[Directive a]:
Answer these questions about the homeschool post, one per line:
(i) What did the writer's family do about independent work for young students when no one they knew was talking about it?
(ii) In the first comment, what does the commenter say has probably helped the most?
(iii) In the second comment, what reason appears in parentheses for starting this approach?

[Text to read]:
(begin)

On finding your homeschool groove

No one I knew was talking about independent work for young students when we moved to this method; we “invented” it for ourselves out of necessity. But while it felt like a risk, it’s turned out to be the best decision we’ve ever made.

To be clear, I’m not saying the way we do it is the right way for everyone or the best way overall.

What I am saying is it’s important to figure out the best solutions for your family. Because once you figure it out, it’s a whole new experience.

This Post Has 8 Comments

  1. I agree. Homeschooling is wonderful and difficult at the same time. It takes awhile to get into the groove. I have teenagers that I have homeschooled since the beginning. There have been great years and challenging years. We focus on the basics and enjoy the extras. When something isn’t working, we do try to change it to make it work for us. Sometimes, like you said, you just need to buckle down and get through it. Probably the thing that has helped the most is learning to stop comparing. Like you said, find what works for your family. If you aren’t doing something they are, it doesn’t mean you are missing out. You are just doing something different. Thanks for the encouraging post, Mandi.

  2. I’ve started doing this, too, out of necessity (first trimester!). It has been great….and I remain convinced that every year will look different as our family continues to grow and change.

(end)

[Source data]:
(begin)

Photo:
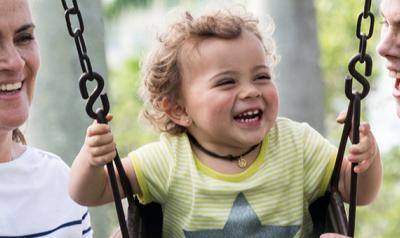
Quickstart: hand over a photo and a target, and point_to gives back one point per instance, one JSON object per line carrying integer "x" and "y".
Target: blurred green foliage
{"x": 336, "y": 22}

(end)
(begin)

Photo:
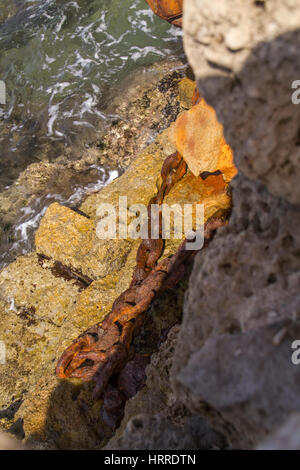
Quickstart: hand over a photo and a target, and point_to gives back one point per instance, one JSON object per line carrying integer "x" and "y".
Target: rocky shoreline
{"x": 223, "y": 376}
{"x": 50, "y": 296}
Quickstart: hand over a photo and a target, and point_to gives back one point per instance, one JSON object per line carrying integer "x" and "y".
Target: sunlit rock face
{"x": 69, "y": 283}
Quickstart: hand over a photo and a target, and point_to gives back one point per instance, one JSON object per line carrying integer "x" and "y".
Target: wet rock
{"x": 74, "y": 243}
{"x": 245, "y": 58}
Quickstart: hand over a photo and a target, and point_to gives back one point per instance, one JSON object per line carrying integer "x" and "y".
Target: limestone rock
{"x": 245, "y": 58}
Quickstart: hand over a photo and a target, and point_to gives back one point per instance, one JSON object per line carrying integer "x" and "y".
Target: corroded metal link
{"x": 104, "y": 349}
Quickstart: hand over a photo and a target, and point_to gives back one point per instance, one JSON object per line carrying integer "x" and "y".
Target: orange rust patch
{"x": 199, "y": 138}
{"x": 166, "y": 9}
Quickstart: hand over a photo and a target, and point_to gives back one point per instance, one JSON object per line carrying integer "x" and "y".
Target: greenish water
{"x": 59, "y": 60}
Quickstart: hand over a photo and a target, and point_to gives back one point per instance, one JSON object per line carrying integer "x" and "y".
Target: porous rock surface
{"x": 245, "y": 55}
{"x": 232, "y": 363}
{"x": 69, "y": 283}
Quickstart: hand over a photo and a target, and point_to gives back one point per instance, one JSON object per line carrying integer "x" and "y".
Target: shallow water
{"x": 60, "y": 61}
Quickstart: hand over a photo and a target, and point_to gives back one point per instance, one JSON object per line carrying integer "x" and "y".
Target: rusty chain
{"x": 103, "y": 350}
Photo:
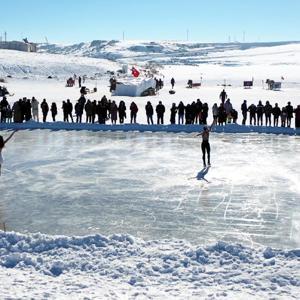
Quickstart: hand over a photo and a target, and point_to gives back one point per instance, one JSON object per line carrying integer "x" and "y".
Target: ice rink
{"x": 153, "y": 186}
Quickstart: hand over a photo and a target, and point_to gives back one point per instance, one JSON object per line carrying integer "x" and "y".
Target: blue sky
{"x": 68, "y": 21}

(end)

[Directive b]:
Count the lines in the entries that contain the word "water", and give only that number.

[Expected output a]:
(i) They "invented" it for themselves out of necessity.
(ii) Learning to stop comparing.
(iii) First trimester.

[Expected output b]:
2